··· Data extract ···
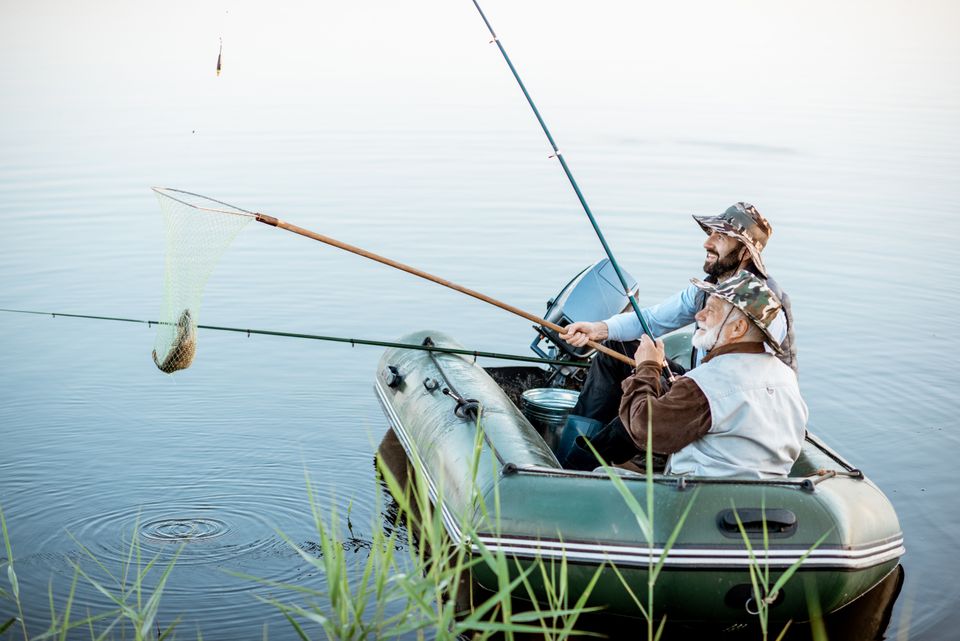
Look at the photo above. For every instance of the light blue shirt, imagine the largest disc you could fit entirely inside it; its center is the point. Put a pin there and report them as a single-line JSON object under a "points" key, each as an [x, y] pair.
{"points": [[673, 313]]}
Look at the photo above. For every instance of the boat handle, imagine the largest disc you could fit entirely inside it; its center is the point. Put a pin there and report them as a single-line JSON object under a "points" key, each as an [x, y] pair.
{"points": [[780, 522]]}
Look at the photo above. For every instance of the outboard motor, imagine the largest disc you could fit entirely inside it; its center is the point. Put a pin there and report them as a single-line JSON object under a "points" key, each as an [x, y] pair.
{"points": [[593, 294]]}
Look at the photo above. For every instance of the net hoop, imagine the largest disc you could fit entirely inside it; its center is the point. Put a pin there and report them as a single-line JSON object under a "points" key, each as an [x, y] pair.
{"points": [[183, 198], [198, 230]]}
···
• Exercise details
The required output is the line containing "Look at the photo above. For every instance of the net" through the last line of the records above, each copied exactly and nothing more.

• Final answer
Look at the photo above. For every instance of the net hoop, imagine the largest disc you could fit entirely inside it; its center is the point. Put a pin there and report them as a single-line JSON object under a "points" key, each as an [x, y] pair.
{"points": [[183, 198], [198, 230]]}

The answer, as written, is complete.